Exercise aim - In the lines below, look for "front". Copy each line where it appears.

Saved entries:
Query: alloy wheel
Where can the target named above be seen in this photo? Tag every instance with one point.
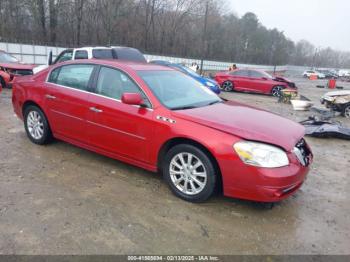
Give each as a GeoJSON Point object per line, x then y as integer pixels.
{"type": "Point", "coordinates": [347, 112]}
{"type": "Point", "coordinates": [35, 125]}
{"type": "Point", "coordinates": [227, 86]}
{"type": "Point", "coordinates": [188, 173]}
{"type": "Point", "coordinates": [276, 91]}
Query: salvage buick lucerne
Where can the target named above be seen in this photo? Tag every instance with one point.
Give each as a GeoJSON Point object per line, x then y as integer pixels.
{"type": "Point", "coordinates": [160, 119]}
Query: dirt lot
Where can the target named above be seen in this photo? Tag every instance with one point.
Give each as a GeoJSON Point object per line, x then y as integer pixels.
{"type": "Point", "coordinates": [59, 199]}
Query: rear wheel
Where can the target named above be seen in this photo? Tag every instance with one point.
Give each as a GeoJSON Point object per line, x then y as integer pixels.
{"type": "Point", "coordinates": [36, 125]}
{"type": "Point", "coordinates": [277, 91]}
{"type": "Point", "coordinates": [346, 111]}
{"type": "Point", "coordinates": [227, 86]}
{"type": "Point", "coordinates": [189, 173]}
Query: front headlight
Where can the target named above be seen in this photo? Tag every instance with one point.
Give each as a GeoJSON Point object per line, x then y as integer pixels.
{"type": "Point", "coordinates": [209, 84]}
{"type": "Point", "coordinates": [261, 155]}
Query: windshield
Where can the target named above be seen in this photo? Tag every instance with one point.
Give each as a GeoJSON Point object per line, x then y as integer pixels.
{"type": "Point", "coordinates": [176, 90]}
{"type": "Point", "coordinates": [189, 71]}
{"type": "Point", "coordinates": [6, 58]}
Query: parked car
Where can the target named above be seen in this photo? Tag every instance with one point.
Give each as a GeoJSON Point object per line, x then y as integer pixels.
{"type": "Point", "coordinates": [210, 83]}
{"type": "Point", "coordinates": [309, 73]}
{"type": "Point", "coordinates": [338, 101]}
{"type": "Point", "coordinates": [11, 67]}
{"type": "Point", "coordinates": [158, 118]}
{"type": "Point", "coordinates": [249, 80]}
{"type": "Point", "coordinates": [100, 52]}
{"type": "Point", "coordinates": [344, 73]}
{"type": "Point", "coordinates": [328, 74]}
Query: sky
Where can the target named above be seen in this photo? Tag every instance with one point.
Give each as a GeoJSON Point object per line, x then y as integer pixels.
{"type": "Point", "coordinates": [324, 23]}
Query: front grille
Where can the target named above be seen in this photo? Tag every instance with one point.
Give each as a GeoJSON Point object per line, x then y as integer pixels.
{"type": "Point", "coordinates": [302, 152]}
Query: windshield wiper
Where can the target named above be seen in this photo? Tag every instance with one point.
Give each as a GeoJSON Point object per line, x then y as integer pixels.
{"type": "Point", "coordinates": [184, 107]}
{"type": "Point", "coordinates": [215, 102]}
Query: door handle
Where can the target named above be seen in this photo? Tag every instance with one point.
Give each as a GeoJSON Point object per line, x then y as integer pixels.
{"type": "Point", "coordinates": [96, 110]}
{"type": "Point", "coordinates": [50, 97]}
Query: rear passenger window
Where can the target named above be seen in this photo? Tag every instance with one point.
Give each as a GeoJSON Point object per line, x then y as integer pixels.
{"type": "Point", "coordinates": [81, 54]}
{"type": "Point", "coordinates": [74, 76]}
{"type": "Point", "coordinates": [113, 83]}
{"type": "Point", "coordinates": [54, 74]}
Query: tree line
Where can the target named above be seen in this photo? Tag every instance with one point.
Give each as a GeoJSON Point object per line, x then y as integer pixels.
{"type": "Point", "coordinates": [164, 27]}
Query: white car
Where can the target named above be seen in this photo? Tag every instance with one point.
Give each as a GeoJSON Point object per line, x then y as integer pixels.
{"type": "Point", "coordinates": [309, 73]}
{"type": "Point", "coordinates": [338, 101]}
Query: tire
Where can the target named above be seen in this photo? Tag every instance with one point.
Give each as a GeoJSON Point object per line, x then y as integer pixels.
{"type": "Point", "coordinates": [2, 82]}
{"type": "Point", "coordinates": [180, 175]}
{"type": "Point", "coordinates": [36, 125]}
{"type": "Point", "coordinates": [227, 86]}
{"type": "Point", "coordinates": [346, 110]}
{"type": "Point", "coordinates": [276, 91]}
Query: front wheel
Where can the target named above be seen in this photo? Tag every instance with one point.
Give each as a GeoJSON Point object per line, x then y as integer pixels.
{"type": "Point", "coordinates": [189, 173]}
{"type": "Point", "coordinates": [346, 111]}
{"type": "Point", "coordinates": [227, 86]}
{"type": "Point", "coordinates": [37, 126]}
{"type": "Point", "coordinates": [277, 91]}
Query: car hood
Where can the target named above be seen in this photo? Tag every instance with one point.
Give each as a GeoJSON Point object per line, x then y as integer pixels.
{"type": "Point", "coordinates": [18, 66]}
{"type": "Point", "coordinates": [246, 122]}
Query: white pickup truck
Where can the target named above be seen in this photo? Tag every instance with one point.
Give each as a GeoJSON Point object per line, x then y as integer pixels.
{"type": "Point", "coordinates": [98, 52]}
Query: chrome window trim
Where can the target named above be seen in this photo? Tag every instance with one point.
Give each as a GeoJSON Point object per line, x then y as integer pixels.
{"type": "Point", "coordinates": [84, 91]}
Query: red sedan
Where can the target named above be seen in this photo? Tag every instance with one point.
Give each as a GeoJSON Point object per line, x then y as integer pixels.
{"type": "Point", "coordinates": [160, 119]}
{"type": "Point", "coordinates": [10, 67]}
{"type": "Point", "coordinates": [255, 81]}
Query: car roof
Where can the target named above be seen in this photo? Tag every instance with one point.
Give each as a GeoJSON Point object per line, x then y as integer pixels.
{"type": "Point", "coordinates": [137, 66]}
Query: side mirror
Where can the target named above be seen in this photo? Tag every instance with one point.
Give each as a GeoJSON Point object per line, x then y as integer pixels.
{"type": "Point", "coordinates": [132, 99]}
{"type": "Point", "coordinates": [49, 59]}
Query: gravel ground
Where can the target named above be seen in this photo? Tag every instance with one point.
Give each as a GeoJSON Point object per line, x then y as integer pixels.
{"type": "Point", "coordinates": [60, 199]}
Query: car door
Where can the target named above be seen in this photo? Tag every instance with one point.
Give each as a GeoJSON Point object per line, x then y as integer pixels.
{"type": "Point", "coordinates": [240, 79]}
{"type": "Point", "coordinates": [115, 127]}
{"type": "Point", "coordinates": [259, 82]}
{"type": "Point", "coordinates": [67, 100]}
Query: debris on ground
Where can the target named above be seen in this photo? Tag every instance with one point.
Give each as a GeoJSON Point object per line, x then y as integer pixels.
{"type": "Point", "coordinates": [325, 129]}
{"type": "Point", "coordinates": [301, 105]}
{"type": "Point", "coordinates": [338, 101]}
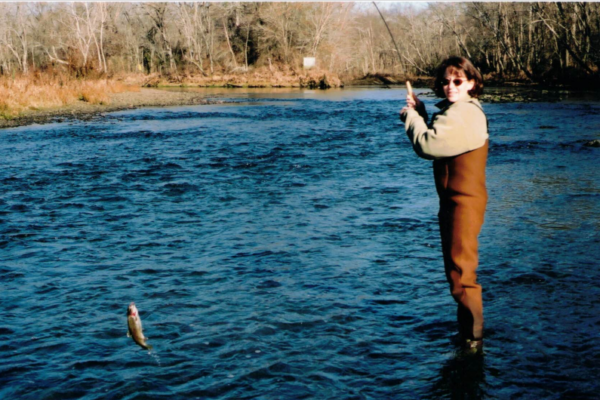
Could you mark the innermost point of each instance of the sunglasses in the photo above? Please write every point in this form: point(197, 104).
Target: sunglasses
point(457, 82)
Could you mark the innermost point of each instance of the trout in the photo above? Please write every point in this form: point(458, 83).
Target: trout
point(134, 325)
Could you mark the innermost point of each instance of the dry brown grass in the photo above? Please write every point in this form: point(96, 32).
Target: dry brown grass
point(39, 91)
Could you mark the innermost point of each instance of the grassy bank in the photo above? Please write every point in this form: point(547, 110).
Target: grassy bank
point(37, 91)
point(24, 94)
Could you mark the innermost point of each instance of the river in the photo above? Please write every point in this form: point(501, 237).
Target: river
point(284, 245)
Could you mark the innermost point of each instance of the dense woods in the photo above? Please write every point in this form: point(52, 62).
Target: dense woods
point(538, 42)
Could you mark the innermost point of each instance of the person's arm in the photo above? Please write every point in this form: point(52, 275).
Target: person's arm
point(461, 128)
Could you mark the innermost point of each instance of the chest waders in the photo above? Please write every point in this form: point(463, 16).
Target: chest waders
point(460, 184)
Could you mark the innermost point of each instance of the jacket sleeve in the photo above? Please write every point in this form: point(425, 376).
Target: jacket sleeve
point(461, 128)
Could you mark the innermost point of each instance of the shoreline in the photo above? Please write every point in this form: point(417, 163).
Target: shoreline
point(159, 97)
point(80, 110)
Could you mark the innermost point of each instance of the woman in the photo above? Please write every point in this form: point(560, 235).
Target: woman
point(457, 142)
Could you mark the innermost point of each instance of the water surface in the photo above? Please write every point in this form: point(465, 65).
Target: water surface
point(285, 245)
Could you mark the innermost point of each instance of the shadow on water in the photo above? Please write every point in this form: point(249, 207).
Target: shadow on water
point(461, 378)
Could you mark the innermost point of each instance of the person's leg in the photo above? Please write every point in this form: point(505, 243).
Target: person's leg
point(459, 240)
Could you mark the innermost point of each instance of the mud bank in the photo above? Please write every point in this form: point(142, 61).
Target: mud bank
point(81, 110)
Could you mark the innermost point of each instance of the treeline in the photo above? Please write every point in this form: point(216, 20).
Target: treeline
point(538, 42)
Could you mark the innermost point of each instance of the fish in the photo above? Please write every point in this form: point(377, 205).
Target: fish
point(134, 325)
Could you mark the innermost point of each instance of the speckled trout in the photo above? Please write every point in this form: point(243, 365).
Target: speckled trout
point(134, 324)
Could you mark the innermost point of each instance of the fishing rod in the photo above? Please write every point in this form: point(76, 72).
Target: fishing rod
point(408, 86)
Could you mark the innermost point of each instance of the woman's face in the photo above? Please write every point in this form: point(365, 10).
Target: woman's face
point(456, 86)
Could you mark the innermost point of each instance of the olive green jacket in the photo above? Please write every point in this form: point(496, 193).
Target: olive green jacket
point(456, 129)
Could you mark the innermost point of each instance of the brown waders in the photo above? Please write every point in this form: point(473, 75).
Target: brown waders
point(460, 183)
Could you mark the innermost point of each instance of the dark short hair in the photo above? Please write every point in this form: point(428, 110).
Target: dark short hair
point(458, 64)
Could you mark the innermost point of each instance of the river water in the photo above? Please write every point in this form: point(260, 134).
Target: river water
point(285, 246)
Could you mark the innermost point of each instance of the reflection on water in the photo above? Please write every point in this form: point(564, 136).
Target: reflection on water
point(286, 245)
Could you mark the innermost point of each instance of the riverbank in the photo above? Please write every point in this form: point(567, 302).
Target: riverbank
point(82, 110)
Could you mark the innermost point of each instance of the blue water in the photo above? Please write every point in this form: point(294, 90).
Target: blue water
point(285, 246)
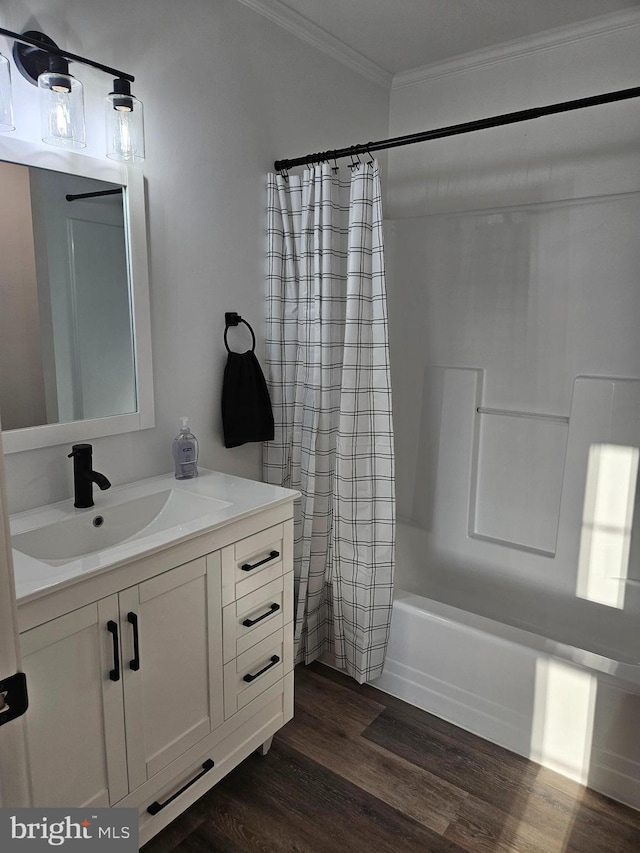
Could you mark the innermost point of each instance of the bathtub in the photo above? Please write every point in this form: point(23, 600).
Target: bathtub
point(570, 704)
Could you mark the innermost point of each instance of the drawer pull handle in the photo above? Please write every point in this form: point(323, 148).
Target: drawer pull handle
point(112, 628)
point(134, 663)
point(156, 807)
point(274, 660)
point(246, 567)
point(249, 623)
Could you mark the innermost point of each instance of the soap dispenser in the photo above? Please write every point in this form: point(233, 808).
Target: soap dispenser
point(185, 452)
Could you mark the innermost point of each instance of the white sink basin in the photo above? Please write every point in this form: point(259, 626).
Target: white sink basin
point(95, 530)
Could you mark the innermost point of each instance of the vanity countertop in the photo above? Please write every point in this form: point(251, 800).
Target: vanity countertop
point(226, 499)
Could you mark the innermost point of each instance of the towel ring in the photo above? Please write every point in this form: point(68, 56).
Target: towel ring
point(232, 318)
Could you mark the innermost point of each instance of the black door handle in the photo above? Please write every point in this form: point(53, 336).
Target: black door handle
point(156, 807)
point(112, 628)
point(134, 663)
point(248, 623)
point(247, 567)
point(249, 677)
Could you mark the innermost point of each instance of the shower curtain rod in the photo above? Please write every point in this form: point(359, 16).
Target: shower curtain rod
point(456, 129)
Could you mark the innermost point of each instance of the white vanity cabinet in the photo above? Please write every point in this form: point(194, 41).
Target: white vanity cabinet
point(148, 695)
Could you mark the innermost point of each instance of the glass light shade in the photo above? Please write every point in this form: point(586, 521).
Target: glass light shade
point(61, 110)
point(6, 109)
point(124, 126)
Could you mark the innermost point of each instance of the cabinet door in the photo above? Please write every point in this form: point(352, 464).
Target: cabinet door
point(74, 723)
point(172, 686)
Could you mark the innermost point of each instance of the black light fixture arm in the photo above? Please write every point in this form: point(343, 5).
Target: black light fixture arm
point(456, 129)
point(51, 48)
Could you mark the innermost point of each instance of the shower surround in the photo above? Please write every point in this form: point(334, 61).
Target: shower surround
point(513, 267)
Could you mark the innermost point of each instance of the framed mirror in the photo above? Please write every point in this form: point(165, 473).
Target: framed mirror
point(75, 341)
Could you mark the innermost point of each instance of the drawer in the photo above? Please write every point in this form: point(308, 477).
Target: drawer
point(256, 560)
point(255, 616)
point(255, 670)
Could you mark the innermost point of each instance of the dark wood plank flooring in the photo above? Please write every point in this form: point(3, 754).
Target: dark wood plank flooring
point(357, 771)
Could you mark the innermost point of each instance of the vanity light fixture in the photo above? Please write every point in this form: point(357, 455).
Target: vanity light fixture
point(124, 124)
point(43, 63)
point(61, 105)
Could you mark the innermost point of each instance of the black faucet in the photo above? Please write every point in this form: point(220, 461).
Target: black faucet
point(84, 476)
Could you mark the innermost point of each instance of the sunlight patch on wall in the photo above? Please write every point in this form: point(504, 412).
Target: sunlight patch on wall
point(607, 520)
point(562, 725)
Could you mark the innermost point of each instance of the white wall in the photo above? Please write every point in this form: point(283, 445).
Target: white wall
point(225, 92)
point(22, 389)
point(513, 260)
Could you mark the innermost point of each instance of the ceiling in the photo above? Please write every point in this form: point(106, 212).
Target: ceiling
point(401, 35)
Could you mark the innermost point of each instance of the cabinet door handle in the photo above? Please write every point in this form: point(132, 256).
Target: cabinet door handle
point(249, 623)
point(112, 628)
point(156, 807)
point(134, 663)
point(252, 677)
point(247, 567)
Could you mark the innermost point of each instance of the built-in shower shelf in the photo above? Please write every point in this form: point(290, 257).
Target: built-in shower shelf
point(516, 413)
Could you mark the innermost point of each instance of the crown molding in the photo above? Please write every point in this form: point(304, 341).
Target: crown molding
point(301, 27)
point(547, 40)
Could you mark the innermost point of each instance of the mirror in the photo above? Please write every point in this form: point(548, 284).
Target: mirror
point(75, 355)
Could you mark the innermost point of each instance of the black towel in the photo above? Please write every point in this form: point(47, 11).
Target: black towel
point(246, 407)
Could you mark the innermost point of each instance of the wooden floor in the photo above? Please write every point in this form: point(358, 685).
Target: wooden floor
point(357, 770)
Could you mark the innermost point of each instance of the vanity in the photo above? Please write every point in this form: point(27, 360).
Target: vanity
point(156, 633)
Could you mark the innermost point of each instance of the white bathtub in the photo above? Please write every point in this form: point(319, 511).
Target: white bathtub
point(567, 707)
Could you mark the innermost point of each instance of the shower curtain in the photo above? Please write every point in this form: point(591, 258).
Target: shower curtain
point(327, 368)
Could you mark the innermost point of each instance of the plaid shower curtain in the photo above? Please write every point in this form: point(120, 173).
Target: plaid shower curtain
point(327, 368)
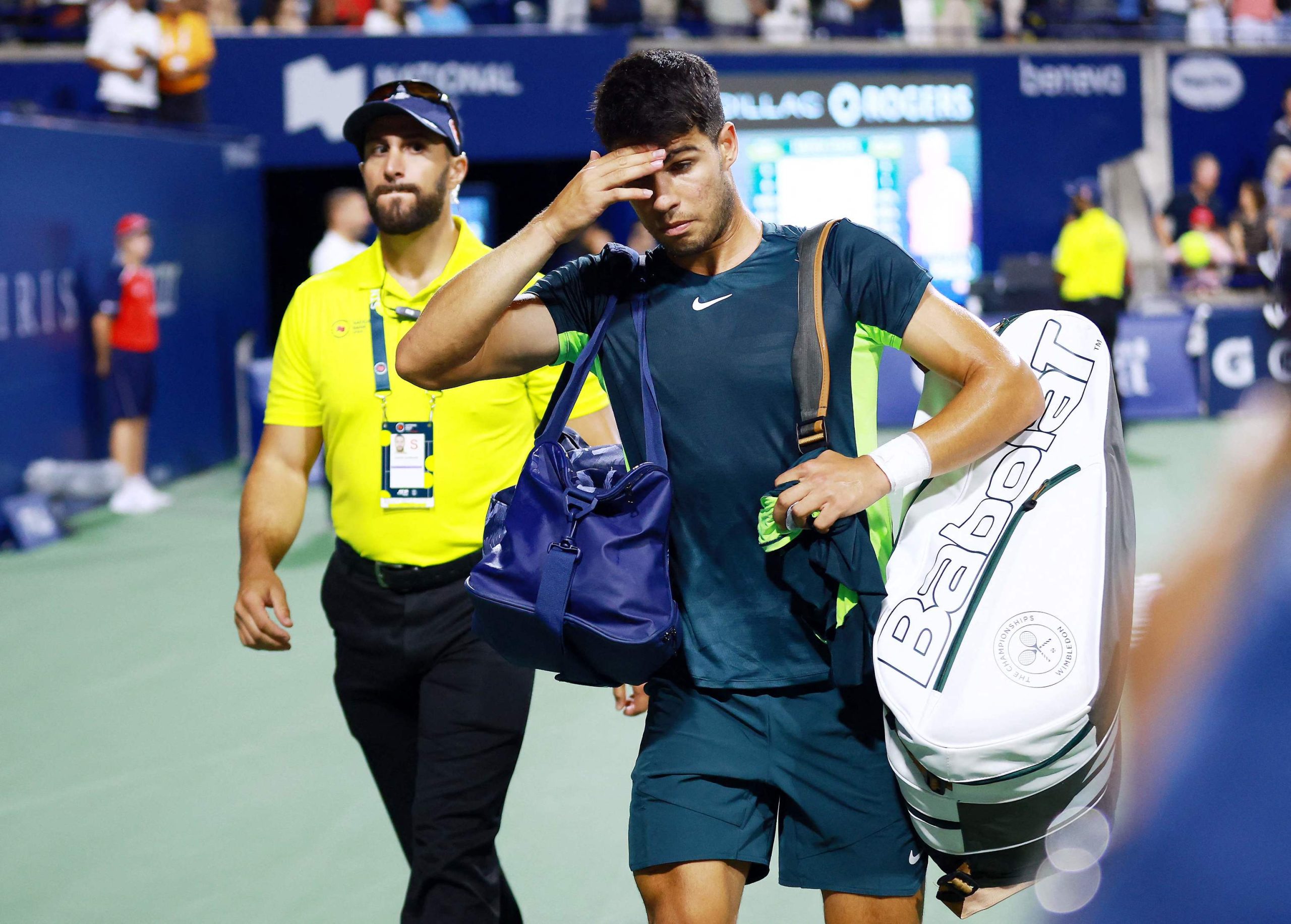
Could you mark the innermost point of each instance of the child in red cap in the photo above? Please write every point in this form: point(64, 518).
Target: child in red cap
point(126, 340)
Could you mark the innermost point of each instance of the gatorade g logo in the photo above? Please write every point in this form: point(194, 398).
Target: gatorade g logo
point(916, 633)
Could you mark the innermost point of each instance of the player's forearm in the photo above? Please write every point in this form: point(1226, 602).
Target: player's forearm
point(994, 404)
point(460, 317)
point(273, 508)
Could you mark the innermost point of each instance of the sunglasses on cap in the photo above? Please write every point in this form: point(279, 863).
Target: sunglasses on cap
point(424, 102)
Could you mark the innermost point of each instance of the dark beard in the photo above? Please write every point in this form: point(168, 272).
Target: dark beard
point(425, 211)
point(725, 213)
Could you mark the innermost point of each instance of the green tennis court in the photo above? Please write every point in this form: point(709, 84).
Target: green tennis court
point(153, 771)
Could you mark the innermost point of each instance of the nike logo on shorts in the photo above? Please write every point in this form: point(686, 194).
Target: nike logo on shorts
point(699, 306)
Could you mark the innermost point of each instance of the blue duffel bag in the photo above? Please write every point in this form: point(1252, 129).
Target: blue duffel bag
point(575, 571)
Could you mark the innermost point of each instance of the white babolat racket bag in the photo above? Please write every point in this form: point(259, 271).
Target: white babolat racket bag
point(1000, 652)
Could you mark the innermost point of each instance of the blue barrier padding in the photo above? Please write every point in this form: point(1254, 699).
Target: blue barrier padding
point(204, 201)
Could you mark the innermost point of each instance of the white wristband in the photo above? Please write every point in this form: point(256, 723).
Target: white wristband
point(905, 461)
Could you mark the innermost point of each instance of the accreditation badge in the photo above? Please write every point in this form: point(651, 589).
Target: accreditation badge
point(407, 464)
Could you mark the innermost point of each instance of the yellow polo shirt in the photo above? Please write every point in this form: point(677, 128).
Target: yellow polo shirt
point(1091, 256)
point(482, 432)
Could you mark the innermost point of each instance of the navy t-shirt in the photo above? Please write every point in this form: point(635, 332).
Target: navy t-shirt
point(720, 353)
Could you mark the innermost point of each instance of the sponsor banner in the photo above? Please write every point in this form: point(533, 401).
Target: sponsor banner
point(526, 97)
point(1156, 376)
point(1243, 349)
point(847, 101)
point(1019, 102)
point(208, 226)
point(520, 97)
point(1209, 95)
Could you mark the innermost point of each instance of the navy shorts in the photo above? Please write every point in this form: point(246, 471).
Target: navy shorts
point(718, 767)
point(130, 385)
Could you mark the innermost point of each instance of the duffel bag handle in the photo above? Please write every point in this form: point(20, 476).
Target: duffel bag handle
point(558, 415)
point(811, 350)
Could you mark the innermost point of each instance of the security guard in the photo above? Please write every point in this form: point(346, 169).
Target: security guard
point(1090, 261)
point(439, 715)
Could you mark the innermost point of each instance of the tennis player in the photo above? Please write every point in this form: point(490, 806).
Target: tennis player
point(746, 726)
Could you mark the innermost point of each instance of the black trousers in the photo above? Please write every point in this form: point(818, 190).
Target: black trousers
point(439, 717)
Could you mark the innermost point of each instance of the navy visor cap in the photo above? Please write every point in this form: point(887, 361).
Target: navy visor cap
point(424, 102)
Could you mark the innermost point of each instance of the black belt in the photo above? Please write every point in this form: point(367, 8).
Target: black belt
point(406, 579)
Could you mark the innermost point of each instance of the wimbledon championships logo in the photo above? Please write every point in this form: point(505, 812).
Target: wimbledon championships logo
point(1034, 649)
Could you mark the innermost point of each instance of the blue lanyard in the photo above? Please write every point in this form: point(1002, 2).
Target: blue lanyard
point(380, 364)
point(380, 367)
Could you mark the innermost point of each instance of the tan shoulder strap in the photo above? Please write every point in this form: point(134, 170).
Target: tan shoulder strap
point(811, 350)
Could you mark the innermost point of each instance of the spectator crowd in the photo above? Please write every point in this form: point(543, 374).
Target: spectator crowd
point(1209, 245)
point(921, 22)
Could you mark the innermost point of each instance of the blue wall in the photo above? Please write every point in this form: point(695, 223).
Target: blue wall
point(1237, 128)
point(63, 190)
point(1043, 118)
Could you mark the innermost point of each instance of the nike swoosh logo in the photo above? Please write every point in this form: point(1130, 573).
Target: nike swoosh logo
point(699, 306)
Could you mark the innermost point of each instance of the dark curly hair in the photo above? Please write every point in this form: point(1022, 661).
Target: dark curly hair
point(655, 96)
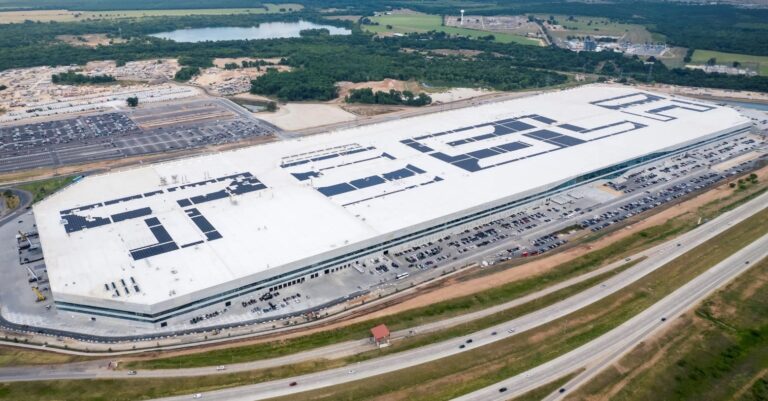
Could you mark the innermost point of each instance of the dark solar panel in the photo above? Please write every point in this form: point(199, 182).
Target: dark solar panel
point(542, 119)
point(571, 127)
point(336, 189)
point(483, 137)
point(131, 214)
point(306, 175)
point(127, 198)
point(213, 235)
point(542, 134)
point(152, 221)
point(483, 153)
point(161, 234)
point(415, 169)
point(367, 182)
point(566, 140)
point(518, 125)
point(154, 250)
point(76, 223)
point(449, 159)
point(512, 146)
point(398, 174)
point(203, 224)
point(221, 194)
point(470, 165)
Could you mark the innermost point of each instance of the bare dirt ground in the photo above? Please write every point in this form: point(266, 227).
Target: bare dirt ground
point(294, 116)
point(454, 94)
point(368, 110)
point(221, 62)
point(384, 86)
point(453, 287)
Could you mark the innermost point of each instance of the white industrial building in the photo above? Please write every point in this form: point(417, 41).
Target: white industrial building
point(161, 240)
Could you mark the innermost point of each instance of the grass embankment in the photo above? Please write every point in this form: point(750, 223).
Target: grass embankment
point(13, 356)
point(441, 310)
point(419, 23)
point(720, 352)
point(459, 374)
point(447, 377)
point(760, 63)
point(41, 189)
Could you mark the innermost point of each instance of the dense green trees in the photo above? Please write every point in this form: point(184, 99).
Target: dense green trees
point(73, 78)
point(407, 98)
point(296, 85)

Solution for this exercise -
Query: front headlight
Query: front grille
Query: front wheel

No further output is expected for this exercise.